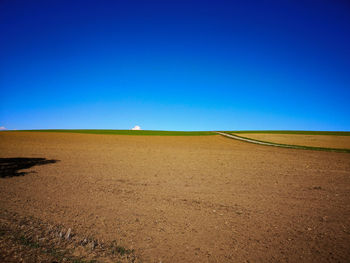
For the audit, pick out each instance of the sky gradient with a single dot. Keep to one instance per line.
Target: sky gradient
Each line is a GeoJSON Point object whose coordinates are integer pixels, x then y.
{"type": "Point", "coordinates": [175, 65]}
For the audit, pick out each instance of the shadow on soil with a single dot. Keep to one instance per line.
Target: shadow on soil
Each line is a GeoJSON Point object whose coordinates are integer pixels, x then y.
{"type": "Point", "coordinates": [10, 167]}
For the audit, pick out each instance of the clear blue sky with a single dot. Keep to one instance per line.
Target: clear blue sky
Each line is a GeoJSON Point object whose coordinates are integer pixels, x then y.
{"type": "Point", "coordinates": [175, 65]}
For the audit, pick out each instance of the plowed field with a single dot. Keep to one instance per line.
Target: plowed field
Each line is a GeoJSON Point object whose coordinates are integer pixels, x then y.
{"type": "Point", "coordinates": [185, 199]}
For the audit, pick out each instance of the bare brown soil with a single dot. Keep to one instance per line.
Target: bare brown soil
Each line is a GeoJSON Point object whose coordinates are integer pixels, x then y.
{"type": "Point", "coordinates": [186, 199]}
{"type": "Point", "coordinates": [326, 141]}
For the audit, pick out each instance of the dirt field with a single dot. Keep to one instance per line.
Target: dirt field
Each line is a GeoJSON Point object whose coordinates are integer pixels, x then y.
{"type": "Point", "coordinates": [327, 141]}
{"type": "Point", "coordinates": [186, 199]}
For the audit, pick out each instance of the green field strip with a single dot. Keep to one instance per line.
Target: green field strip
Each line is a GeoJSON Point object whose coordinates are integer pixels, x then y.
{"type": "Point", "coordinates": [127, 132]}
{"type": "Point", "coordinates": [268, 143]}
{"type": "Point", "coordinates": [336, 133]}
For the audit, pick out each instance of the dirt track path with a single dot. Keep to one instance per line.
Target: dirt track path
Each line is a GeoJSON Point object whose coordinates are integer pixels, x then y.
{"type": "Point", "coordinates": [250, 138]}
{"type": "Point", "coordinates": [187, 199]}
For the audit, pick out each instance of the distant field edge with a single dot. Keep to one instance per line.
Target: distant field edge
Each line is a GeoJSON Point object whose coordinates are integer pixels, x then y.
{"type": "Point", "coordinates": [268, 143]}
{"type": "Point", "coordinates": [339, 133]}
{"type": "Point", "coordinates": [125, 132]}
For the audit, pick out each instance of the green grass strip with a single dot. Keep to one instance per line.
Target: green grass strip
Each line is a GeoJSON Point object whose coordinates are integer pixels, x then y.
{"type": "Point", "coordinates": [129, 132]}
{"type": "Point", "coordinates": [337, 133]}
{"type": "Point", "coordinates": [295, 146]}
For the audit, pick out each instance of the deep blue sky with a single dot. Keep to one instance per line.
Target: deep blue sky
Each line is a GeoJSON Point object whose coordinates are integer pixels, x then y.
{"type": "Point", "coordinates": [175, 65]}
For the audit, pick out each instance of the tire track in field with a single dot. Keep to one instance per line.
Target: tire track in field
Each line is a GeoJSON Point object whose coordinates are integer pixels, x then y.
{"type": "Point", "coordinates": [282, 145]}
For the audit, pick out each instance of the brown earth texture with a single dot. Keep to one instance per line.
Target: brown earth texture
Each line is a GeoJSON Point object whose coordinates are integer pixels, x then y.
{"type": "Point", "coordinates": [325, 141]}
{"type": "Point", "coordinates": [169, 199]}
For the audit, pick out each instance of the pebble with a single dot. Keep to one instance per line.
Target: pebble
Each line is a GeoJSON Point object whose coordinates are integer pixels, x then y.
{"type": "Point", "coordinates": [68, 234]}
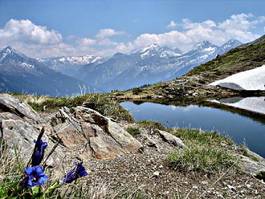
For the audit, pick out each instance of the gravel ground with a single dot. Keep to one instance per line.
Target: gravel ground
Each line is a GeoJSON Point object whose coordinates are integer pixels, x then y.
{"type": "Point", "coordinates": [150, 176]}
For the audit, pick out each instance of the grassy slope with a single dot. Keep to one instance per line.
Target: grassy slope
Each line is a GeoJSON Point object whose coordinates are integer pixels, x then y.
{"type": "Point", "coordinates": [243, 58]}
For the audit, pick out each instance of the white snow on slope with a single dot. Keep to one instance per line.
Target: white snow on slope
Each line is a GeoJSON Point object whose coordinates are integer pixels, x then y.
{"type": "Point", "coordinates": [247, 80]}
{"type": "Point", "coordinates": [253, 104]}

══════

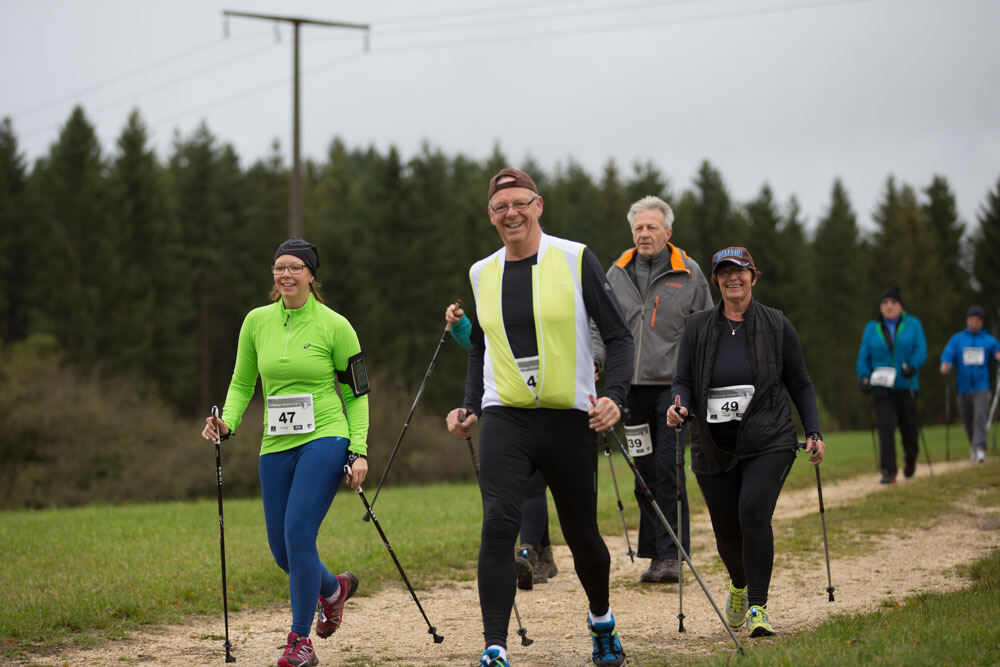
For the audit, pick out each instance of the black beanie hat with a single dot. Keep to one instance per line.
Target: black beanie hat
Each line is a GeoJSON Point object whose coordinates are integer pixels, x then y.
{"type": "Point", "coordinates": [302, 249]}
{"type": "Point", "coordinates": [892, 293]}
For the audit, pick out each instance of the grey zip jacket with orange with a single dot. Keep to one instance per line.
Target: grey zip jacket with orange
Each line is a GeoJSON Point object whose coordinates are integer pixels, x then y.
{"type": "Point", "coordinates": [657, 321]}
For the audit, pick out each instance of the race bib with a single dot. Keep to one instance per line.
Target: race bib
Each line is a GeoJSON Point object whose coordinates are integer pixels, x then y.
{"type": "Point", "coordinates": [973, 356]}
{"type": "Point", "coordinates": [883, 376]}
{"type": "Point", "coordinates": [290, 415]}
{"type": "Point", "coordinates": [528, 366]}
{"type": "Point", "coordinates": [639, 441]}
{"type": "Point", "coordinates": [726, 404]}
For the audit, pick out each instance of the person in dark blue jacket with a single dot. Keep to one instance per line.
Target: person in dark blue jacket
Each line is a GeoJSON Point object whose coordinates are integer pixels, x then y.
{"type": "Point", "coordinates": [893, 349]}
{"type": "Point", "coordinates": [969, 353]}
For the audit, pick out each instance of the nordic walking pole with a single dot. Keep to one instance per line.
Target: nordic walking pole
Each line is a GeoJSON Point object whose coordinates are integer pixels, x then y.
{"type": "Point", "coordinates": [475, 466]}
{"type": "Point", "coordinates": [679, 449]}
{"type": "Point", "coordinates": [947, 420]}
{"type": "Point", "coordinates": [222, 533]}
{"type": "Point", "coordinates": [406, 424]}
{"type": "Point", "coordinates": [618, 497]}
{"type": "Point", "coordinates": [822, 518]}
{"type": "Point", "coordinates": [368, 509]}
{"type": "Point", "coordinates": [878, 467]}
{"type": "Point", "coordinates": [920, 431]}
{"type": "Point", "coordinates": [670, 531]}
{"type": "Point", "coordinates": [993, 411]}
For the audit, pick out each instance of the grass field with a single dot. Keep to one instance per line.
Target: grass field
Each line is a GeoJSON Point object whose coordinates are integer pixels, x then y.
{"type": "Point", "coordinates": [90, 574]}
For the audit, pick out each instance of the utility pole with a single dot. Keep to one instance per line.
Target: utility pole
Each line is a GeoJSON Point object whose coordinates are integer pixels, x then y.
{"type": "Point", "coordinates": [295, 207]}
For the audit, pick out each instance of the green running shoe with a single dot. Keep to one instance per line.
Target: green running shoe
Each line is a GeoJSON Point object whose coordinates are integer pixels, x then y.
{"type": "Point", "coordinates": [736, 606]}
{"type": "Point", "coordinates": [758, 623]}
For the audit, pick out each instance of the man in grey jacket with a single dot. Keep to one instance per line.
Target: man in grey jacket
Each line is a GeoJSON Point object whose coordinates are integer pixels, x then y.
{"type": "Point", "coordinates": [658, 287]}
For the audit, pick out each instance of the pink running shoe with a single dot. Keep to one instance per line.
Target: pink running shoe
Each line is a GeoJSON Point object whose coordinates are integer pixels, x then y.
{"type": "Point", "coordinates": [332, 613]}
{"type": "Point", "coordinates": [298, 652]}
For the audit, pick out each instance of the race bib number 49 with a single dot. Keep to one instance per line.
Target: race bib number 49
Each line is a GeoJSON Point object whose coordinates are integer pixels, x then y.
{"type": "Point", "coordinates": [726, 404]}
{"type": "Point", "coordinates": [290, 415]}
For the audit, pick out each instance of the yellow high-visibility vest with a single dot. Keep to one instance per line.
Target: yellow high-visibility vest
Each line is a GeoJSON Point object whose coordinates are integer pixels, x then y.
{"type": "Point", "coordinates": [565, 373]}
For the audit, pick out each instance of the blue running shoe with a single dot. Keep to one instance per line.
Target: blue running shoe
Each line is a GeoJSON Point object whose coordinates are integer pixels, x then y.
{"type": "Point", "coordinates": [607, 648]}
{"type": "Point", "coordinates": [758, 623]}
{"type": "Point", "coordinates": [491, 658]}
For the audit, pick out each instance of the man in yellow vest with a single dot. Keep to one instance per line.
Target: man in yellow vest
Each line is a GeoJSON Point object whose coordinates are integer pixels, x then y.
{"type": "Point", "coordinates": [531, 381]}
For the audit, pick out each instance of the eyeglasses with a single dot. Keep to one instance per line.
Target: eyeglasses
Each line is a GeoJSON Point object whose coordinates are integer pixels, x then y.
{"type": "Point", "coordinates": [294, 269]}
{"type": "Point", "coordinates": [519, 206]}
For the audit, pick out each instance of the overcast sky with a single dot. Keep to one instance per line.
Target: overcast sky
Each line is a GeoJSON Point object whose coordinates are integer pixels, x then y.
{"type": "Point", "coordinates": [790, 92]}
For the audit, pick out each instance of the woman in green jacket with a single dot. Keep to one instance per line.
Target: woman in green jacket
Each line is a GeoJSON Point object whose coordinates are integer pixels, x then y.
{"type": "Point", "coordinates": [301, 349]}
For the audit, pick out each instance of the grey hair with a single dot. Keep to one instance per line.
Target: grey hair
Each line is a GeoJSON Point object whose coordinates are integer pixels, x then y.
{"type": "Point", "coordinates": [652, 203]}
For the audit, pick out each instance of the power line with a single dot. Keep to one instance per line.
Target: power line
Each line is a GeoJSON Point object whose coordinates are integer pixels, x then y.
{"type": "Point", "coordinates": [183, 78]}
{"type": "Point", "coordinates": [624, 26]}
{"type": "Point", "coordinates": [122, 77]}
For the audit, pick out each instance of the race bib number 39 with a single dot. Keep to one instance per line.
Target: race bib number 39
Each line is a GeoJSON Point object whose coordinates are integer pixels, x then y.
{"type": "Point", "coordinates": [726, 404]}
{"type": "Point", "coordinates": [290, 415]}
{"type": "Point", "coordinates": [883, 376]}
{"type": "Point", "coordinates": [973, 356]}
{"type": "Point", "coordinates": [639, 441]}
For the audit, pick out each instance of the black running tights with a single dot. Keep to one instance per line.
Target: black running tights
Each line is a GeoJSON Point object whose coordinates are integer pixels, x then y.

══════

Looking at the data above, return every line from the one with "For the audit, pick out each instance of the sky" down to the one with "Target: clear blue sky", exactly and inclusively.

For the audit, pick out each instance of the sky gradient with a single dot. Keep to one instance per line.
Target: sky gradient
Each line is a GeoJSON Point object whose coordinates are integer pixels, x then y.
{"type": "Point", "coordinates": [175, 65]}
For the audit, pick out each instance of the shadow on soil with a single dot. Keep to one instance per line.
Target: shadow on soil
Each line is a GeoJSON Point object whose coordinates are integer pixels, x then y.
{"type": "Point", "coordinates": [10, 167]}
For the audit, pick out each instance of the clear blue sky with a single dot. Keep to one instance per line.
Target: clear blue sky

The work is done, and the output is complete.